(Data records)
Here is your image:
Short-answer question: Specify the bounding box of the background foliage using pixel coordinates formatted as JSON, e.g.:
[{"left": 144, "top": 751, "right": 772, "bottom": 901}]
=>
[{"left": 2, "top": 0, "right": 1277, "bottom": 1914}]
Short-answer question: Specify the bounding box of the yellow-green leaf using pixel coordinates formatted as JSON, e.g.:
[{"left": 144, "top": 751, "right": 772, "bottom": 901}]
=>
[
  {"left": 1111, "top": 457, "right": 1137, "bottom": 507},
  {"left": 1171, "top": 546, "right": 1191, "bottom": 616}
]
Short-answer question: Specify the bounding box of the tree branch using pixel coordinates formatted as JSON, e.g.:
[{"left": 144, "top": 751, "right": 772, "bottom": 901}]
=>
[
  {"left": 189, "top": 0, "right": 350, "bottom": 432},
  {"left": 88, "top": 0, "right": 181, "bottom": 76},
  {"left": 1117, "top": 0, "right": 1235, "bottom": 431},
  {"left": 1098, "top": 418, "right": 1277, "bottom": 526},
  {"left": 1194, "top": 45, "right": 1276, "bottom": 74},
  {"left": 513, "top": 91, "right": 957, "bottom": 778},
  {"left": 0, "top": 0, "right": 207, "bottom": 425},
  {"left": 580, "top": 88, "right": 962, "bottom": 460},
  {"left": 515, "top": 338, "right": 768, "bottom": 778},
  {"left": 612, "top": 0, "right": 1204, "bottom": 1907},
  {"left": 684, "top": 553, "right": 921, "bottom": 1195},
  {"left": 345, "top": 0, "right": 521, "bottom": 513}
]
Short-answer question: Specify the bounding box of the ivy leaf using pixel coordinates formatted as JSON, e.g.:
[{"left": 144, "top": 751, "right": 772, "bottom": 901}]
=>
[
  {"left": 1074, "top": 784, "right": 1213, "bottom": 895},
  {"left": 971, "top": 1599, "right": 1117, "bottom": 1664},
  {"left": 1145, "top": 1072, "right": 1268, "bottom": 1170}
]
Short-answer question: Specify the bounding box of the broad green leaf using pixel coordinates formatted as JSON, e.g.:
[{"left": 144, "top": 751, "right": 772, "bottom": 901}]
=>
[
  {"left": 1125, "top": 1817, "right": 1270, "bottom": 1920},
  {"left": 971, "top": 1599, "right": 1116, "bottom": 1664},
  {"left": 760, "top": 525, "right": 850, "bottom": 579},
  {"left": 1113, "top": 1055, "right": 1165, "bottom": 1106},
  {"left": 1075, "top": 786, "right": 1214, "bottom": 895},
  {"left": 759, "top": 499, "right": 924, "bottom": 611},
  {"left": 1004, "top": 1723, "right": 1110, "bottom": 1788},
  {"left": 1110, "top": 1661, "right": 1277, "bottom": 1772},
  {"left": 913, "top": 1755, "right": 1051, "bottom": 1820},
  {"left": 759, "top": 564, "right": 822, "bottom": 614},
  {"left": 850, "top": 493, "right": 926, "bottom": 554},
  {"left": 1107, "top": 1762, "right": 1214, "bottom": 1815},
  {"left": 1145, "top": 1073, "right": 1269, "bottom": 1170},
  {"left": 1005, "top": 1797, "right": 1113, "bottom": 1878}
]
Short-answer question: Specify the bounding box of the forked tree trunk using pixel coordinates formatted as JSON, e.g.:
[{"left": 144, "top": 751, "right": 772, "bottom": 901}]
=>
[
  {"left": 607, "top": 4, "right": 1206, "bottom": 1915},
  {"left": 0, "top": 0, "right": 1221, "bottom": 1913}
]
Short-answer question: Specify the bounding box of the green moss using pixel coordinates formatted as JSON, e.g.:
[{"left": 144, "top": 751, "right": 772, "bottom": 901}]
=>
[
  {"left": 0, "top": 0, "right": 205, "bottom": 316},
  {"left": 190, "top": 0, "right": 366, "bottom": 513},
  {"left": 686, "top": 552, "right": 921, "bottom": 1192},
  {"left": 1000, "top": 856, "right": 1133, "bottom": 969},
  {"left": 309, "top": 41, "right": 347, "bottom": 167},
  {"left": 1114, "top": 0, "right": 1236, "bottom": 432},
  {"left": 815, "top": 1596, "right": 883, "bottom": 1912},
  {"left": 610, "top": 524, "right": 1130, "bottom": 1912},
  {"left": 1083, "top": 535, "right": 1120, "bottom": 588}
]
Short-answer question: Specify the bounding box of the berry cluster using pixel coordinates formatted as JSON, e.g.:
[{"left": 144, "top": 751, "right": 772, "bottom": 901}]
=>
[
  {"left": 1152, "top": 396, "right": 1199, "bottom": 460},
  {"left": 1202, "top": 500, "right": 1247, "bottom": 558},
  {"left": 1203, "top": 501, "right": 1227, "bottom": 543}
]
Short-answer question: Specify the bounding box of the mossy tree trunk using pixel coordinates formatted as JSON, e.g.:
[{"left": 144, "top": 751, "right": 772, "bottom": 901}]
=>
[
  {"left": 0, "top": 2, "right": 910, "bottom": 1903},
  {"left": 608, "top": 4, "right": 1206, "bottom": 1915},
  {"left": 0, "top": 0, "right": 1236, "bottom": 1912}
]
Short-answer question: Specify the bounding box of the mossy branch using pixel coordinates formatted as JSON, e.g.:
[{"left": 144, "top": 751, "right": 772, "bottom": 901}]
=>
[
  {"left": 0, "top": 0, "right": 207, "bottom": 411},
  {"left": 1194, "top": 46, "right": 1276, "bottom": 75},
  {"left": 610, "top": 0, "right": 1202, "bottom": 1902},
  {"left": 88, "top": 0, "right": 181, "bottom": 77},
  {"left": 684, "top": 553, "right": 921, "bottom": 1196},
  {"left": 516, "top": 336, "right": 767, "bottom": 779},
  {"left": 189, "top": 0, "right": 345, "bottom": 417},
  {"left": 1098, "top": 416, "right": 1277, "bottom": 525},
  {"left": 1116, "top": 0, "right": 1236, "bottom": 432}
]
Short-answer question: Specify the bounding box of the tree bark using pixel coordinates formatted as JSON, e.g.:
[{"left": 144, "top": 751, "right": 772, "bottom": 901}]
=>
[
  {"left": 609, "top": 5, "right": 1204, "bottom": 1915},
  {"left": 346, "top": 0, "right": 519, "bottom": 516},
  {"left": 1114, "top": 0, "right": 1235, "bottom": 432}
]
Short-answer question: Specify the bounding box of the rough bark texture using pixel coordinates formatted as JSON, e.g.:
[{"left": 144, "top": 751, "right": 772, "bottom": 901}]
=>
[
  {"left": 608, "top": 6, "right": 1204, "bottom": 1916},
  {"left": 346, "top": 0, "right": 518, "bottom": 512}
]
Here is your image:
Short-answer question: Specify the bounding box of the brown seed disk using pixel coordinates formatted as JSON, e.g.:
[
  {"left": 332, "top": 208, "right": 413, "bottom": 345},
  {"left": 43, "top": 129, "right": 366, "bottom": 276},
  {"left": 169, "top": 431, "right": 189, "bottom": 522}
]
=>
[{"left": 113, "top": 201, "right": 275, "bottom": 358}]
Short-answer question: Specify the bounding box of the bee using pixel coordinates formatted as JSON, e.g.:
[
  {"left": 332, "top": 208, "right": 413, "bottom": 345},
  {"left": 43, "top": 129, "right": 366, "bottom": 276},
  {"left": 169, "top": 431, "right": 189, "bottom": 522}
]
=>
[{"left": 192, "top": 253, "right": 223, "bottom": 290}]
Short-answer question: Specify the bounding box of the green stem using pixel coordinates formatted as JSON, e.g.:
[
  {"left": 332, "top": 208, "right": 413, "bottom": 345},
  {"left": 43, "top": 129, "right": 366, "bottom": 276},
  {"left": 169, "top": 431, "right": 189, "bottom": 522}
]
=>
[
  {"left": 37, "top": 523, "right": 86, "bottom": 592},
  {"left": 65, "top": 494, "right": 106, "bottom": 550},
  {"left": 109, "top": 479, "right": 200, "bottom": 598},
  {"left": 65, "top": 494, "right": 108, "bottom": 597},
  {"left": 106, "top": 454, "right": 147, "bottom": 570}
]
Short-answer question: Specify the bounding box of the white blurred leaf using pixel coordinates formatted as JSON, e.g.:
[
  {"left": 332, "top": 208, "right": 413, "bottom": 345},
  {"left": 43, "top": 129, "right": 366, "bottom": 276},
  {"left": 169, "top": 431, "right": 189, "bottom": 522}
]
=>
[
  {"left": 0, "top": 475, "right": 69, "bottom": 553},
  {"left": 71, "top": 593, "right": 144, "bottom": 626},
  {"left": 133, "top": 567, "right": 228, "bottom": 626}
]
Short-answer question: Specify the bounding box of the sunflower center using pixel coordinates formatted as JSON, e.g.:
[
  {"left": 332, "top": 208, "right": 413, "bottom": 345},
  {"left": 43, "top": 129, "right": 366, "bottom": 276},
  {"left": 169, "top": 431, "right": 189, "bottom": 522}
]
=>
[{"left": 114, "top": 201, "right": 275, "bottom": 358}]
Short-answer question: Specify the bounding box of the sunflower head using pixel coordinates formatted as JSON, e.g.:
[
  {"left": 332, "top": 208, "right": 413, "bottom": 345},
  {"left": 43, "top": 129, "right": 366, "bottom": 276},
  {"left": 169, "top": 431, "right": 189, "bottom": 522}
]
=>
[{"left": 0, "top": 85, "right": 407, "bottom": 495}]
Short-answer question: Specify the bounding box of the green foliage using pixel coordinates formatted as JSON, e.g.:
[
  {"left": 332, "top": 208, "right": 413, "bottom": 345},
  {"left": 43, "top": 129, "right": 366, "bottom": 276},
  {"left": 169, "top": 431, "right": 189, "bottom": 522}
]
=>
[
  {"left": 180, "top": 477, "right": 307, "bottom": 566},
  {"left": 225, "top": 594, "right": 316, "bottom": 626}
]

**Problem:** Using the records above, repeat exactly the lines from the first one through the line with "of the yellow-green".

**Solution below:**
Here is your image:
Short-answer question: Specify the bounding box of the background foliage using pixel coordinates formatted as JSON, e.g.:
[{"left": 144, "top": 751, "right": 772, "bottom": 901}]
=>
[{"left": 2, "top": 0, "right": 1277, "bottom": 1914}]
Short-answer question: Specify the bounding box of the yellow-green leaf using pixel coordinates formatted as JSON, e.g.:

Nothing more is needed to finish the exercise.